*Direction*
Write out all the rows again with "be found in this picture" changed to "be located in this image" and nothing else altered. Leave the pictures out.

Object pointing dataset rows

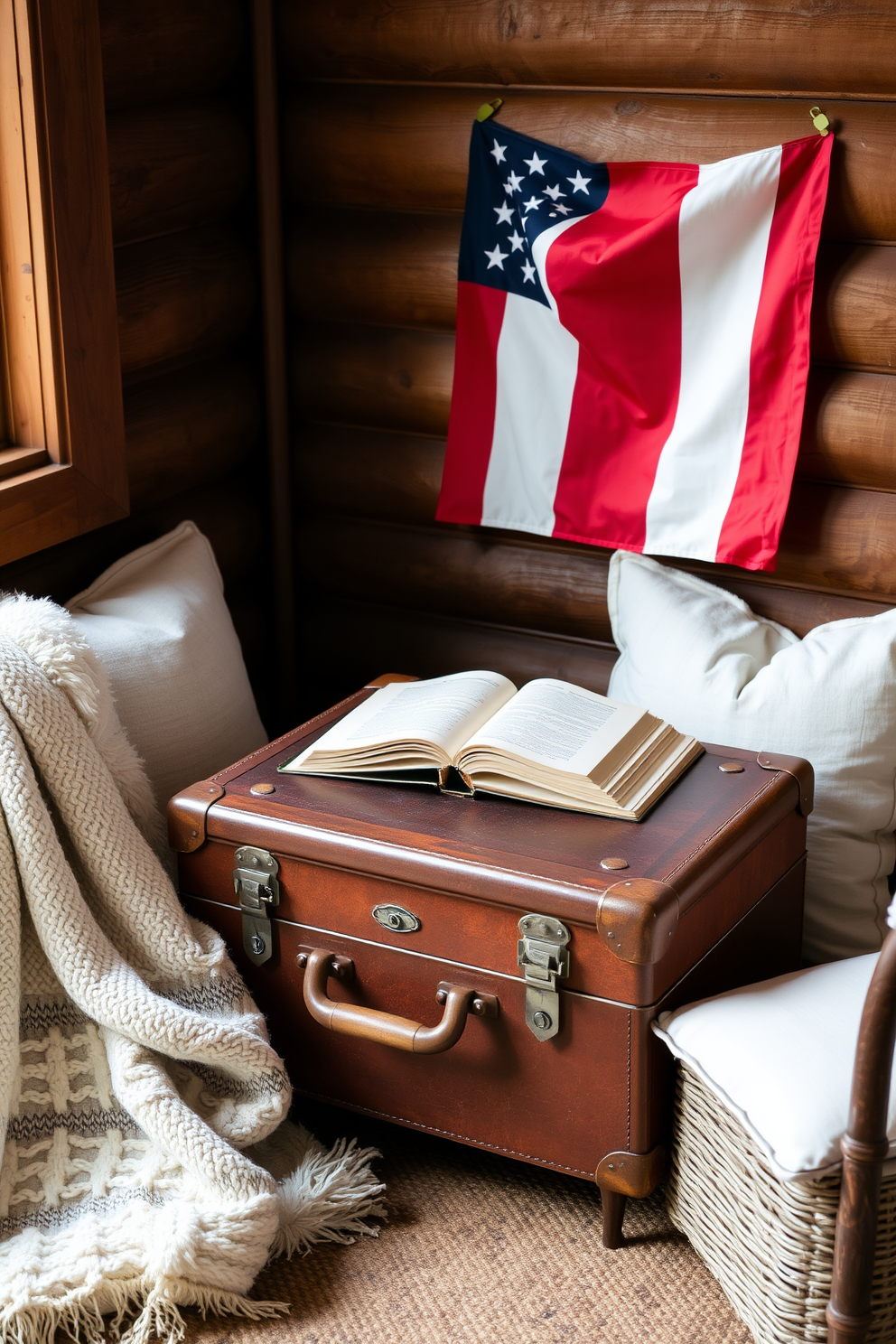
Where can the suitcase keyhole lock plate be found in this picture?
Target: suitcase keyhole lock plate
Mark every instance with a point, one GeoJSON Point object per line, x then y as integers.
{"type": "Point", "coordinates": [542, 952]}
{"type": "Point", "coordinates": [258, 891]}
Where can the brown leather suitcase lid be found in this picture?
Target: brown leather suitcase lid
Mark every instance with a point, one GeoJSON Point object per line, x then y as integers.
{"type": "Point", "coordinates": [504, 851]}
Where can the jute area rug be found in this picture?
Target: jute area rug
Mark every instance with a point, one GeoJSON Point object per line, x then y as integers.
{"type": "Point", "coordinates": [480, 1247]}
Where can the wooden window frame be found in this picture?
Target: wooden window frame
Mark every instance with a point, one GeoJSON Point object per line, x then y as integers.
{"type": "Point", "coordinates": [63, 471]}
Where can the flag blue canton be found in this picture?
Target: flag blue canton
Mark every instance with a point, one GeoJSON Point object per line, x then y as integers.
{"type": "Point", "coordinates": [518, 187]}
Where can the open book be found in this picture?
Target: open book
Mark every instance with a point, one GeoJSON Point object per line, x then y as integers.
{"type": "Point", "coordinates": [551, 742]}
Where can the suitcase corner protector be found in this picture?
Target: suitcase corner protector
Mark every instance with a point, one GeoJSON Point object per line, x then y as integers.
{"type": "Point", "coordinates": [187, 813]}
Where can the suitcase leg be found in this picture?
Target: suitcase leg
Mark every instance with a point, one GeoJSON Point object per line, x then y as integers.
{"type": "Point", "coordinates": [614, 1207]}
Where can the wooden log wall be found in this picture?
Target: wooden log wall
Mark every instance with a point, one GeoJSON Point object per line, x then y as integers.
{"type": "Point", "coordinates": [379, 97]}
{"type": "Point", "coordinates": [179, 112]}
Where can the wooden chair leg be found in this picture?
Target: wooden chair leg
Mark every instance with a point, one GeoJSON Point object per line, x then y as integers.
{"type": "Point", "coordinates": [865, 1148]}
{"type": "Point", "coordinates": [614, 1207]}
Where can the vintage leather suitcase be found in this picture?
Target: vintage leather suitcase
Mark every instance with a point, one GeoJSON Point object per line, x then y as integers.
{"type": "Point", "coordinates": [504, 961]}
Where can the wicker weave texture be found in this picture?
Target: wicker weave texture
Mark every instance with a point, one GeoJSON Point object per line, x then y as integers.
{"type": "Point", "coordinates": [769, 1242]}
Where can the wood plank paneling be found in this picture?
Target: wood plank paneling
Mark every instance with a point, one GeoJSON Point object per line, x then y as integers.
{"type": "Point", "coordinates": [849, 429]}
{"type": "Point", "coordinates": [560, 588]}
{"type": "Point", "coordinates": [471, 573]}
{"type": "Point", "coordinates": [854, 305]}
{"type": "Point", "coordinates": [400, 379]}
{"type": "Point", "coordinates": [371, 375]}
{"type": "Point", "coordinates": [175, 165]}
{"type": "Point", "coordinates": [369, 472]}
{"type": "Point", "coordinates": [358, 641]}
{"type": "Point", "coordinates": [840, 46]}
{"type": "Point", "coordinates": [397, 477]}
{"type": "Point", "coordinates": [188, 427]}
{"type": "Point", "coordinates": [394, 148]}
{"type": "Point", "coordinates": [181, 296]}
{"type": "Point", "coordinates": [400, 269]}
{"type": "Point", "coordinates": [162, 50]}
{"type": "Point", "coordinates": [375, 267]}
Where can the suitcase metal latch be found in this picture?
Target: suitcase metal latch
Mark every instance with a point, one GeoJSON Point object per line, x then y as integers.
{"type": "Point", "coordinates": [258, 891]}
{"type": "Point", "coordinates": [542, 952]}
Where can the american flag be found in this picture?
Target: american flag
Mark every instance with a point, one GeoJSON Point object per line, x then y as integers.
{"type": "Point", "coordinates": [633, 346]}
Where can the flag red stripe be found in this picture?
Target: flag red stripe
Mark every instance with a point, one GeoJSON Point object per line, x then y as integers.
{"type": "Point", "coordinates": [778, 360]}
{"type": "Point", "coordinates": [615, 280]}
{"type": "Point", "coordinates": [480, 313]}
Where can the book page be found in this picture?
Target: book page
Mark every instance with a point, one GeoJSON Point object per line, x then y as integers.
{"type": "Point", "coordinates": [557, 724]}
{"type": "Point", "coordinates": [443, 711]}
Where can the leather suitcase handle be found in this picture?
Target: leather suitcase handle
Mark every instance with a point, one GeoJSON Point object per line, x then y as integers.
{"type": "Point", "coordinates": [385, 1027]}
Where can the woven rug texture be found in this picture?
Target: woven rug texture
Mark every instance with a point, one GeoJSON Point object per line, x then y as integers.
{"type": "Point", "coordinates": [479, 1247]}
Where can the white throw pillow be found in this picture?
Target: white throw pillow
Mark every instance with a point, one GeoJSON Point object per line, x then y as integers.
{"type": "Point", "coordinates": [780, 1057]}
{"type": "Point", "coordinates": [699, 658]}
{"type": "Point", "coordinates": [159, 624]}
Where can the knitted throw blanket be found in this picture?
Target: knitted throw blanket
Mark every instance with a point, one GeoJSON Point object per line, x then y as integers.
{"type": "Point", "coordinates": [145, 1162]}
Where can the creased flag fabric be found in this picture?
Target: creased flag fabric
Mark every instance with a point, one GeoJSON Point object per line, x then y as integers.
{"type": "Point", "coordinates": [633, 346]}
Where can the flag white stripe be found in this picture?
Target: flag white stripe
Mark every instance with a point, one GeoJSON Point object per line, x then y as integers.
{"type": "Point", "coordinates": [723, 239]}
{"type": "Point", "coordinates": [537, 360]}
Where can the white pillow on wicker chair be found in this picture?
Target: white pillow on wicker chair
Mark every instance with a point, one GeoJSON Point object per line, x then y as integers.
{"type": "Point", "coordinates": [159, 624]}
{"type": "Point", "coordinates": [699, 658]}
{"type": "Point", "coordinates": [779, 1055]}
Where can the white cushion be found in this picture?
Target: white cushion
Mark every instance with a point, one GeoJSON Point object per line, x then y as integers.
{"type": "Point", "coordinates": [159, 624]}
{"type": "Point", "coordinates": [780, 1057]}
{"type": "Point", "coordinates": [703, 660]}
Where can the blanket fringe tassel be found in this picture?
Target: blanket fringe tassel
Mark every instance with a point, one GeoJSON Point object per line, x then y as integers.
{"type": "Point", "coordinates": [157, 1305]}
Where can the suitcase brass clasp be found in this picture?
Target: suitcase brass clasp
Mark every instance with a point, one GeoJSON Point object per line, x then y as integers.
{"type": "Point", "coordinates": [542, 952]}
{"type": "Point", "coordinates": [257, 890]}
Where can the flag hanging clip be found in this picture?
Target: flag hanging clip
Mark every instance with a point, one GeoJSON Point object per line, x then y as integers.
{"type": "Point", "coordinates": [488, 109]}
{"type": "Point", "coordinates": [819, 121]}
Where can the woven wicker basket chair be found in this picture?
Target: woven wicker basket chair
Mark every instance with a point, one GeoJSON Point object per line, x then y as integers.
{"type": "Point", "coordinates": [810, 1258]}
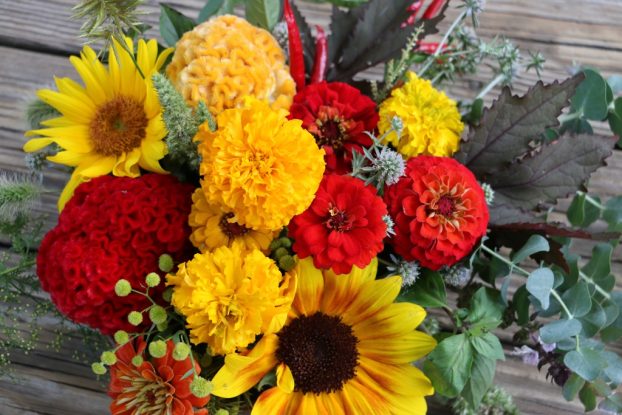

*Answer for this exercise*
Where can the suitcase keyhole lock plate be located in this image?
Target: suitcase keyhole lock plate
Mark every instance with a point, one GeoJSON Point object per line, x then y as integers.
{"type": "Point", "coordinates": [542, 952]}
{"type": "Point", "coordinates": [258, 891]}
Where can the brown leather suitcase lid be located in this image?
Target: brown leather suitcase lid
Mark every instance with a point, one GeoJSON Point object per line, x then y as integers.
{"type": "Point", "coordinates": [504, 851]}
Where can the jute area rug be located in this image?
Target: jute area rug
Mark every instance with a point, one GeoJSON Point object per line, x then y as integers.
{"type": "Point", "coordinates": [480, 1247]}
Where can the wooden window frame be located in this image?
Target: wooden window frame
Mark every instance with a point, one GeoJSON Point object per line, x then y as integers.
{"type": "Point", "coordinates": [63, 471]}
Where can the flag blue canton be located in this image?
Target: flag blue canton
Mark every instance with a point, one GeoJSON Point object per line, x then y as integers.
{"type": "Point", "coordinates": [518, 187]}
Where can the open book be located in this image?
Target: open book
Mark every instance with a point, one GeoJSON Point object per line, x then y as integers.
{"type": "Point", "coordinates": [551, 742]}
Where can the suitcase corner protector be located in this image?
Target: suitcase corner protector
Mark every instance with a point, one GeoJSON Point object per line, x then y as integers.
{"type": "Point", "coordinates": [187, 813]}
Where can the suitcase leg be located in this image?
Target: suitcase leg
Mark every instance with a point, one GeoJSON Point object per line, x then y as integers.
{"type": "Point", "coordinates": [614, 1207]}
Where can the wooden log wall be located in this image?
Target: wooden log wall
Mark every instance with a point, one GeoJSON Point object per line, x then y as integers.
{"type": "Point", "coordinates": [379, 97]}
{"type": "Point", "coordinates": [179, 112]}
Where can the wooden chair leg be located in this image?
Target: wooden chair leg
Mark every instance with a point, one GeoJSON Point object per line, x then y as integers.
{"type": "Point", "coordinates": [865, 1148]}
{"type": "Point", "coordinates": [614, 1207]}
Where can the vintage leather suitcase be located in this image?
Target: vintage leather suitcase
Mark every instance with a point, one GeoJSON Point object per line, x then y as integers.
{"type": "Point", "coordinates": [504, 961]}
Where can the wicker weave texture be located in this image?
Target: wicker weave texture
Mark every instance with a point, one GeoJSON Point object per line, x then y as integers.
{"type": "Point", "coordinates": [769, 1242]}
Where can the wood plank paneling be located in this image?
Target: wood plank paneling
Mark every instance with a point, one GeoJSON Point object per line, x then y as integers.
{"type": "Point", "coordinates": [849, 429]}
{"type": "Point", "coordinates": [560, 588]}
{"type": "Point", "coordinates": [471, 573]}
{"type": "Point", "coordinates": [854, 305]}
{"type": "Point", "coordinates": [400, 379]}
{"type": "Point", "coordinates": [371, 375]}
{"type": "Point", "coordinates": [175, 165]}
{"type": "Point", "coordinates": [369, 472]}
{"type": "Point", "coordinates": [358, 641]}
{"type": "Point", "coordinates": [840, 46]}
{"type": "Point", "coordinates": [397, 477]}
{"type": "Point", "coordinates": [188, 427]}
{"type": "Point", "coordinates": [394, 148]}
{"type": "Point", "coordinates": [181, 296]}
{"type": "Point", "coordinates": [400, 269]}
{"type": "Point", "coordinates": [162, 50]}
{"type": "Point", "coordinates": [375, 267]}
Where can the suitcase metal latch be located in this image?
Target: suitcase metal latch
Mark every instance with a point, one GeoJSON Point object per line, x then y as integers.
{"type": "Point", "coordinates": [258, 891]}
{"type": "Point", "coordinates": [542, 952]}
Where can the american flag be located in this image?
Target: american flag
Mark every instance with a point, one GeoJSON Point object per line, x then y as integers.
{"type": "Point", "coordinates": [633, 346]}
Where can the flag red stripe be located in this image?
Target: flag red stripe
Mark every instance with a point, one GeoJSON Point object per line, x then y as integers.
{"type": "Point", "coordinates": [778, 360]}
{"type": "Point", "coordinates": [615, 280]}
{"type": "Point", "coordinates": [480, 313]}
Where can the book page be located in this image?
Target: book page
Mark every instance with a point, one GeoJSON Point object per line, x then y as integers.
{"type": "Point", "coordinates": [557, 724]}
{"type": "Point", "coordinates": [443, 711]}
Where can the leather suitcase handle be located in this image?
Target: leather suitcase handle
Mark every instance with a point, one GeoJSON Point object per line, x then y as integers.
{"type": "Point", "coordinates": [385, 1027]}
Where can the woven rug texture be located in this image?
Target: woven rug texture
Mark every instance with a point, one GeoJSON Point object per line, x then y as integers.
{"type": "Point", "coordinates": [479, 1247]}
Where can the white throw pillow be located in this image?
Target: white throw pillow
Mark every instance with a point, one GeoJSON Point object per line, x then y as integers.
{"type": "Point", "coordinates": [780, 1057]}
{"type": "Point", "coordinates": [699, 658]}
{"type": "Point", "coordinates": [159, 624]}
Where can the knitted throw blanket be located in this image?
Target: knitted throw blanket
Mark every instance with a point, one GeoJSON Point object per line, x then y as integers.
{"type": "Point", "coordinates": [145, 1162]}
Where can the creased flag fabric be located in this image?
Target: creased flag fabric
Mark every instance with a point, one GeoJSON Point object per line, x then y as integers.
{"type": "Point", "coordinates": [633, 346]}
Where can the flag white stripe be located in this image?
Target: flag white stripe
Mark every instance with a point, one GeoJSON Point object per line, x then y as integers.
{"type": "Point", "coordinates": [723, 239]}
{"type": "Point", "coordinates": [537, 360]}
Where can the white pillow on wicker chair be located in this image?
Target: white pillow on wicker chair
Mark every instance with a point, one GeoJSON Point object per line, x then y as integers.
{"type": "Point", "coordinates": [159, 624]}
{"type": "Point", "coordinates": [699, 658]}
{"type": "Point", "coordinates": [779, 1055]}
Where can the white cushion be located in this image?
Target: white cushion
Mark every instance with a point, one GeoJSON Point object per line, x then y as integers.
{"type": "Point", "coordinates": [159, 624]}
{"type": "Point", "coordinates": [780, 1057]}
{"type": "Point", "coordinates": [703, 660]}
Where can the blanket fringe tassel be located in this image?
Target: blanket fringe tassel
Mark every instance with a point, one GeoJSON Point object per line, x then y as integers.
{"type": "Point", "coordinates": [157, 1305]}
Where can the suitcase brass clasp be located in this image?
Target: suitcase brass clasp
Mark every instance with a point, one GeoJSON Point object per line, x then y as integers.
{"type": "Point", "coordinates": [542, 952]}
{"type": "Point", "coordinates": [257, 890]}
Where can the flag hanging clip be located in this image?
Target: flag hanging clip
Mark every instance with a point, one GeoJSON Point object per line, x then y as integers.
{"type": "Point", "coordinates": [488, 109]}
{"type": "Point", "coordinates": [819, 121]}
Where can the woven wicker basket chair be located in this image?
Target: woven wicker basket chair
Mark every instance with a point, one GeoJSON Point object per line, x then y as integers.
{"type": "Point", "coordinates": [810, 1258]}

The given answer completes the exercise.